● **What is needed**
Please return the lines below verbatim, beginning at the one that has "Complete each <instance>" and stopping after the one that has "positive clicks: (111, 60)", and add no other lines.

● **Dataset**
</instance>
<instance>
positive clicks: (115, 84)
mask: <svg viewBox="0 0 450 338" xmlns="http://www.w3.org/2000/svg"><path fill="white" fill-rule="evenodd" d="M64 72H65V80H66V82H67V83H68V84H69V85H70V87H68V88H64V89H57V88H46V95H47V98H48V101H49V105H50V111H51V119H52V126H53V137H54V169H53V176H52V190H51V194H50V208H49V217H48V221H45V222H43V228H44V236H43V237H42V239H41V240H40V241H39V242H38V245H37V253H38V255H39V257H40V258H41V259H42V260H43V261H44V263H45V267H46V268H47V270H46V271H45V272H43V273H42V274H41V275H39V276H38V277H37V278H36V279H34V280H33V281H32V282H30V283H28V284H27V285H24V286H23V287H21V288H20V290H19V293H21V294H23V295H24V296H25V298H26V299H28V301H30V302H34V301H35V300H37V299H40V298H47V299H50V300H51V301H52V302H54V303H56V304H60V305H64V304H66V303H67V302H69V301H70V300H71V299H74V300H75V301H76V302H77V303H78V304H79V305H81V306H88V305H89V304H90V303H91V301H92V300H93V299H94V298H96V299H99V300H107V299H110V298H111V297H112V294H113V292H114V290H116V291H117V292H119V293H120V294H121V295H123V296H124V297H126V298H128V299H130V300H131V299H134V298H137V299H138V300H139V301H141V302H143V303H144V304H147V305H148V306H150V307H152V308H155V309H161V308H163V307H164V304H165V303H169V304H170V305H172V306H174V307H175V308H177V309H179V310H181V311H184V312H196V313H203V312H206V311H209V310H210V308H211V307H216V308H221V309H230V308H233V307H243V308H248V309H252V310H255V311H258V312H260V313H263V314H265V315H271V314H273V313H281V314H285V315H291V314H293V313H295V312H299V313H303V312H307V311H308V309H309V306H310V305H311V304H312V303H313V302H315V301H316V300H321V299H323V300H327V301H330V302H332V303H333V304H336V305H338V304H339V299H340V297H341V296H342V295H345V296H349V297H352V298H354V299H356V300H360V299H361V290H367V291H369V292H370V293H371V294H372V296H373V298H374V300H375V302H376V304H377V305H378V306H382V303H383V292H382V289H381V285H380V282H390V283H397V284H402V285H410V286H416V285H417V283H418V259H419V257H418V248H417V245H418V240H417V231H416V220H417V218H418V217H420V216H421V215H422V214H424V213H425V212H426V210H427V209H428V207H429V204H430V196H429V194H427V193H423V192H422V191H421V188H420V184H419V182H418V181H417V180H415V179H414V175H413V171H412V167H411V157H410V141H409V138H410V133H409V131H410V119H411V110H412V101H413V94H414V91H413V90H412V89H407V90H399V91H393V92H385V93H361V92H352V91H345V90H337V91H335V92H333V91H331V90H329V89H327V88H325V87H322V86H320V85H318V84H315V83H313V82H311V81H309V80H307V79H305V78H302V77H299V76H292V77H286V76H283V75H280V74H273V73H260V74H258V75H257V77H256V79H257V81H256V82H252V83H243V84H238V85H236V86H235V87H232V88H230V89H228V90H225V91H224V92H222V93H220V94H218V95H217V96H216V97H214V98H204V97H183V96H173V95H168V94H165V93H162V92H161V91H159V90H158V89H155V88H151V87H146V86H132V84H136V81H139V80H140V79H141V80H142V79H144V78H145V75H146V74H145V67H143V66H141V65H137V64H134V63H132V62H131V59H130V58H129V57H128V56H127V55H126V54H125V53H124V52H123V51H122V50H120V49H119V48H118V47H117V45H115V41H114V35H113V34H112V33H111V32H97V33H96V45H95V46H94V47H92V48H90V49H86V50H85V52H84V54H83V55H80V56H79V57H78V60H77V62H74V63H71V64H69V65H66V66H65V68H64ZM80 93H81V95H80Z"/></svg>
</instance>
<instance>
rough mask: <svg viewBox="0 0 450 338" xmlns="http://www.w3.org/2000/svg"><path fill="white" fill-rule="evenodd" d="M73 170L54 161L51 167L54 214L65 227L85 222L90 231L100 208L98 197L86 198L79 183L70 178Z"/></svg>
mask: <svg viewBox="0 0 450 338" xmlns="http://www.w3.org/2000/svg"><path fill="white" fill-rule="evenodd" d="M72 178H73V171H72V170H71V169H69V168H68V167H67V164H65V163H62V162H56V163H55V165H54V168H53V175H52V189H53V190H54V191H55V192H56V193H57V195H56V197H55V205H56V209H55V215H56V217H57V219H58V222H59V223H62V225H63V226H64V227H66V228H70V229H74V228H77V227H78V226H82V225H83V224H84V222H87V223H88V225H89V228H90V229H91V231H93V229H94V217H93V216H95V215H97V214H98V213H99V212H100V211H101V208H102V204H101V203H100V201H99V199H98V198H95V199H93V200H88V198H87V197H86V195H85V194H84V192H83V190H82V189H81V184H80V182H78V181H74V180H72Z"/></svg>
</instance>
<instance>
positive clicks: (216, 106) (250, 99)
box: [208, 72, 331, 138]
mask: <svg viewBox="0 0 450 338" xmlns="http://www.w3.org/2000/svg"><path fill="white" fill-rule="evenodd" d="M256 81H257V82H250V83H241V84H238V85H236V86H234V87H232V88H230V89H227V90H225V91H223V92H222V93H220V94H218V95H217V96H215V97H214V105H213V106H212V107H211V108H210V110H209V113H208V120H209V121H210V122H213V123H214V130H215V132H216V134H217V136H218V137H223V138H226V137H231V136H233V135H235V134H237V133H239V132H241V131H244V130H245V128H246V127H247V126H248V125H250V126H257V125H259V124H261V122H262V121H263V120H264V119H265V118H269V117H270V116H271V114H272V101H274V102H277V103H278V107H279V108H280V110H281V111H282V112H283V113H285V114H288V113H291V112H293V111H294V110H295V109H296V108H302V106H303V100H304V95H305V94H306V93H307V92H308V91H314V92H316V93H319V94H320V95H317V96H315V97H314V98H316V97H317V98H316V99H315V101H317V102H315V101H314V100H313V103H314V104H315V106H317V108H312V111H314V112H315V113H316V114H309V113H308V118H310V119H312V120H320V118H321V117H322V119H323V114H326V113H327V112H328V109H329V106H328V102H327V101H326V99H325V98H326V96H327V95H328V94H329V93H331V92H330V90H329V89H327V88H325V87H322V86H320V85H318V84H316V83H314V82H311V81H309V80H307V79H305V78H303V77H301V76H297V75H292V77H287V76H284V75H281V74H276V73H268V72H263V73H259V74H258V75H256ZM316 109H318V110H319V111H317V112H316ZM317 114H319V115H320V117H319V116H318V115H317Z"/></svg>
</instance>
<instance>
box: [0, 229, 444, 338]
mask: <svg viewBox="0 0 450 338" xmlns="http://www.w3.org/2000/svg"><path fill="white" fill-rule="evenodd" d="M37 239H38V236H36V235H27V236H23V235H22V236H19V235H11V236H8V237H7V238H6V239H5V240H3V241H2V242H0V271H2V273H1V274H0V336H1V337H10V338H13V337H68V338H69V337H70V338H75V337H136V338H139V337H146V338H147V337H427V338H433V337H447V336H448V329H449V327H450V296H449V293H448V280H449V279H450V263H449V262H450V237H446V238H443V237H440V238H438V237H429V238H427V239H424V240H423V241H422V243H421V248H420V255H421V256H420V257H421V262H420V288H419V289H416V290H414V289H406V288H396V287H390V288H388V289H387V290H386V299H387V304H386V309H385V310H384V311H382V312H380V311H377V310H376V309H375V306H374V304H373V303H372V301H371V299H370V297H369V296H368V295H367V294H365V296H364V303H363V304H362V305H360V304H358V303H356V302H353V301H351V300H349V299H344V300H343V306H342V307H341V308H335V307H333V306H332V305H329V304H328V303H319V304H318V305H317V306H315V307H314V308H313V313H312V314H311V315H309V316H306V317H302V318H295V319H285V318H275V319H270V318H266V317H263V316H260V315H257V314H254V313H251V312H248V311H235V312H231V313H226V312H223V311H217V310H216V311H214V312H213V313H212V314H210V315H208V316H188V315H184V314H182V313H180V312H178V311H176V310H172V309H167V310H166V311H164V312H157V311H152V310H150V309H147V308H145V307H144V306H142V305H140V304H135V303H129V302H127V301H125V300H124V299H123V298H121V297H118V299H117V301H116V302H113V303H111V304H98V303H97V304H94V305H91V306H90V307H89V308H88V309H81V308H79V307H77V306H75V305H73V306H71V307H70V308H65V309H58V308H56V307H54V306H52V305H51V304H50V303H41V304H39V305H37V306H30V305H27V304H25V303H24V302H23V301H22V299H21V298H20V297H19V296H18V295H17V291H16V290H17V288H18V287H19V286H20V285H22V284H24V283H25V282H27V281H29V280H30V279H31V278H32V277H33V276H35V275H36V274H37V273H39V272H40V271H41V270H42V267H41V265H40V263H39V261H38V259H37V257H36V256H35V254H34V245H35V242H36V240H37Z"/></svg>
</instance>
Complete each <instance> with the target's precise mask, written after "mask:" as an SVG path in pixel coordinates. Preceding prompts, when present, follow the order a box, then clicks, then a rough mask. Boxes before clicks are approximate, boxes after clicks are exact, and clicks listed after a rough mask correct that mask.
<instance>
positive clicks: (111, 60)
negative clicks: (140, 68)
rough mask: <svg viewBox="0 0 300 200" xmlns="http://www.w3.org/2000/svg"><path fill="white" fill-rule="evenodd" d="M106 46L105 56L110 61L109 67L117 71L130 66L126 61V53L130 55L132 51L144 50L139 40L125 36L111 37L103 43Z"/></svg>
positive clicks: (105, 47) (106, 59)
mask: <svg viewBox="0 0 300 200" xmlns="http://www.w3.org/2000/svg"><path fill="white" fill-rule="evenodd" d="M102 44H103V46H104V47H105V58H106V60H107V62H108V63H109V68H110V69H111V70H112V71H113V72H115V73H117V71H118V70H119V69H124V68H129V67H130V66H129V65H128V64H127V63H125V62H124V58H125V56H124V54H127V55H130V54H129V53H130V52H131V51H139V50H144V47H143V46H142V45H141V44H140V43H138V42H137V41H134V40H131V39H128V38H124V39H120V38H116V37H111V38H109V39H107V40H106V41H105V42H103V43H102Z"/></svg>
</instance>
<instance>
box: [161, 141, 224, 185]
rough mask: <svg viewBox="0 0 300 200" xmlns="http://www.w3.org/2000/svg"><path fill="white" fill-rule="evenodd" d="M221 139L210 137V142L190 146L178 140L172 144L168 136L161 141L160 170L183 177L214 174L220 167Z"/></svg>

● **Output of the task**
Complete each <instance> with the target's precise mask, written after "mask:" as an SVG path in pixel coordinates. Preceding prompts, when present, follow the order a box, then clicks, then a rough mask. Boxes before clicks are approximate, boxes after clicks are exact, and clicks listed after a rough mask correct that mask.
<instance>
positive clicks: (111, 60)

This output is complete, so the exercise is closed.